## begin
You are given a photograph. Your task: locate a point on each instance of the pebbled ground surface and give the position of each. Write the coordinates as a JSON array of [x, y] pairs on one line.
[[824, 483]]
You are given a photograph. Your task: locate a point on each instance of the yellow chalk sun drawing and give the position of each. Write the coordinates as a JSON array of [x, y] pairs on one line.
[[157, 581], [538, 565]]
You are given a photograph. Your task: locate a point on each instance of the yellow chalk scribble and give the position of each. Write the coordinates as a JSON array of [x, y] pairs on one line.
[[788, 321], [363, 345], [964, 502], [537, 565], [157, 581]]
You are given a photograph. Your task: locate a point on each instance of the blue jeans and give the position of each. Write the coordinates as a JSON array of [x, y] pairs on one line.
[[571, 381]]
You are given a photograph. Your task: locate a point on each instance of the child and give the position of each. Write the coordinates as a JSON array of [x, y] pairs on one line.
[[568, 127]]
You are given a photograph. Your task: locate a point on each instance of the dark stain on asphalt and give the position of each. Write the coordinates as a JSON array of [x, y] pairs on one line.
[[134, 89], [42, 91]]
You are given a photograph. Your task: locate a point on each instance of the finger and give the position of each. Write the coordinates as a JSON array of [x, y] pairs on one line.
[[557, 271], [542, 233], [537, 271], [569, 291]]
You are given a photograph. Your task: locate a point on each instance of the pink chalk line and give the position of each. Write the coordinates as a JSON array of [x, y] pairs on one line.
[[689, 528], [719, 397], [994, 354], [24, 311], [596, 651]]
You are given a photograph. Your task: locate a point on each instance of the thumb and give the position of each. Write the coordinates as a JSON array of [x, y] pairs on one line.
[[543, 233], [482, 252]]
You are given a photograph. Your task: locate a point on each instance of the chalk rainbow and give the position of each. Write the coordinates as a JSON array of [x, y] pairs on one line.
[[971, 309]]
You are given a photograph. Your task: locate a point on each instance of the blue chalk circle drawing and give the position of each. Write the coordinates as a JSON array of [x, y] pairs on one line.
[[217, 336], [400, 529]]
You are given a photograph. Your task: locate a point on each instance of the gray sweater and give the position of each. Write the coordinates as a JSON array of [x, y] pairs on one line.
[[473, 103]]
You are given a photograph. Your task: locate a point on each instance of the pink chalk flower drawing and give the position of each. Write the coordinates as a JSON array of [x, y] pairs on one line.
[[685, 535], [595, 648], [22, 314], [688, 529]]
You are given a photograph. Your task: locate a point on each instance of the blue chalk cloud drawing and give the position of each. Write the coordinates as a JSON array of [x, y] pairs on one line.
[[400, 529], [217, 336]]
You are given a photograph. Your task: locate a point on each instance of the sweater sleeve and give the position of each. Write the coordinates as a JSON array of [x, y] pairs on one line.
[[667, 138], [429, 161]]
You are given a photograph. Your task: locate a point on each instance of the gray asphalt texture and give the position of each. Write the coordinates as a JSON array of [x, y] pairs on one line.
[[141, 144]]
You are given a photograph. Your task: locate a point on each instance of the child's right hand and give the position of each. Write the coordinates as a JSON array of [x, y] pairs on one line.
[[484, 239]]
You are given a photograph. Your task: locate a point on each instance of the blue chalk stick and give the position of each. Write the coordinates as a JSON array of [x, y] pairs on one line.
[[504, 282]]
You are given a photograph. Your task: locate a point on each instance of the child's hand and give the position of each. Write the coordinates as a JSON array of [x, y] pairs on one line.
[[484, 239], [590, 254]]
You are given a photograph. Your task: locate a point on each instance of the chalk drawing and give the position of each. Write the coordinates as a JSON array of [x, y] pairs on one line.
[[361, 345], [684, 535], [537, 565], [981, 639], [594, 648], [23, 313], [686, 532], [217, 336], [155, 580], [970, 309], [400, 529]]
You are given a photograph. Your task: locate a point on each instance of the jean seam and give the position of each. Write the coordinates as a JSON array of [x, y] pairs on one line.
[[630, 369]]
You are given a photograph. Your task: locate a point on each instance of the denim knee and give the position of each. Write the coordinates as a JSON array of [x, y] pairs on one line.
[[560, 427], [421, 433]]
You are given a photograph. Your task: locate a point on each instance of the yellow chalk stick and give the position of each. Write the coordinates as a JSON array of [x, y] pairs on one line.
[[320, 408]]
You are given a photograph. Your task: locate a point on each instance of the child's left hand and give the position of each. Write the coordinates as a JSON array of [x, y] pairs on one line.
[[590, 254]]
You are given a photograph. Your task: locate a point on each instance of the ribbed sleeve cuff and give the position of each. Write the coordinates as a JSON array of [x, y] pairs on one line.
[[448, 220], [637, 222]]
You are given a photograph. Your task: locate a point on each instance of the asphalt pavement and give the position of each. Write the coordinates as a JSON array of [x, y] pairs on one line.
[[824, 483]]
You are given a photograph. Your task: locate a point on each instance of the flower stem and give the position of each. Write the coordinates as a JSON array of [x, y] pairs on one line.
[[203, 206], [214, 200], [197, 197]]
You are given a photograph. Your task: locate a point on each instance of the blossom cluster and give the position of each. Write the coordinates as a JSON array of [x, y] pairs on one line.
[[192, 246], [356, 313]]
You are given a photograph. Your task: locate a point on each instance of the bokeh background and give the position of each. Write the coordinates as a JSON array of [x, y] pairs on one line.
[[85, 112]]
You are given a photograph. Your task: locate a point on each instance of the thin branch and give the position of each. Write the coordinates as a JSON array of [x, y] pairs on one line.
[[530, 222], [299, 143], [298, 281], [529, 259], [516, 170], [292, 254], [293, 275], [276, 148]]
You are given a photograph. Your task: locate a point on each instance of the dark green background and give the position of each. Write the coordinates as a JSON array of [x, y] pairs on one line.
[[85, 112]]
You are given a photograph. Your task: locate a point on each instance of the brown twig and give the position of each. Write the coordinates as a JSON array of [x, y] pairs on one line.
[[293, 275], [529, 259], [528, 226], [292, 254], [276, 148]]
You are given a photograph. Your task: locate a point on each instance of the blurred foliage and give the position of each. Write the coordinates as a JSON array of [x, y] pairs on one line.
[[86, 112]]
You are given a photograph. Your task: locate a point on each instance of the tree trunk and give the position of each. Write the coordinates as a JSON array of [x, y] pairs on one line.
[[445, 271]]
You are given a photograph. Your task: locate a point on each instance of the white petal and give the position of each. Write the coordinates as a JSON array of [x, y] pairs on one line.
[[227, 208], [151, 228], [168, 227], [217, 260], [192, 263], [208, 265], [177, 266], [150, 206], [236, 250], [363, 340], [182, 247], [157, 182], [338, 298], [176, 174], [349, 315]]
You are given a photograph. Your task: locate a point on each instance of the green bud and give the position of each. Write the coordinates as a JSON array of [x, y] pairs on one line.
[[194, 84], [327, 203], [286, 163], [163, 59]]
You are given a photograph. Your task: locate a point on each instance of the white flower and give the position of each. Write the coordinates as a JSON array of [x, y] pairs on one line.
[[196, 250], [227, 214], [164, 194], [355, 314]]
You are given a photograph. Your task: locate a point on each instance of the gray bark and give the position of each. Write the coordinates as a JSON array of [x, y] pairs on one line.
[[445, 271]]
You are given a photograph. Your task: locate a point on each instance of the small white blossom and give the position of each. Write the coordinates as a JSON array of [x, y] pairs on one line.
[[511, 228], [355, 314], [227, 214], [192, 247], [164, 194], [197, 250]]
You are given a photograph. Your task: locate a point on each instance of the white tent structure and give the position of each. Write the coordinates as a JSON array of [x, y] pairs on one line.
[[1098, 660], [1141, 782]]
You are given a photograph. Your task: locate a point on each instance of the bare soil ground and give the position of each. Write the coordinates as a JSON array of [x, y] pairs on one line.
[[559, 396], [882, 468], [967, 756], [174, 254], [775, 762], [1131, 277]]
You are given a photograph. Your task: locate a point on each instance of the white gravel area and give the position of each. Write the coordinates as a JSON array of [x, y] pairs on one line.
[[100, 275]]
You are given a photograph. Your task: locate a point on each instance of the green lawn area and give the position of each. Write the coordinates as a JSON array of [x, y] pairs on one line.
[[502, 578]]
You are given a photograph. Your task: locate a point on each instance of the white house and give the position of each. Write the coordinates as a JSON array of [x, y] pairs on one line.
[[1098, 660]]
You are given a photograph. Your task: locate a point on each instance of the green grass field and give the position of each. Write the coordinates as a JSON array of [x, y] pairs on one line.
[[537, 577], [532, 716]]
## end
Task goal.
Copy every line from the one containing "the green grass" through the end of the data, keeping all the wording. Multiply each coordinate in the answers by 2.1 and round to whole numbers, rounding halves up.

The reply.
You are given a photograph. Your task: locate a point on each instance of the green grass field and give the position of each. Write the coordinates as a JSON array of [x, y] pairs on one line.
[[1128, 1212], [1117, 1504]]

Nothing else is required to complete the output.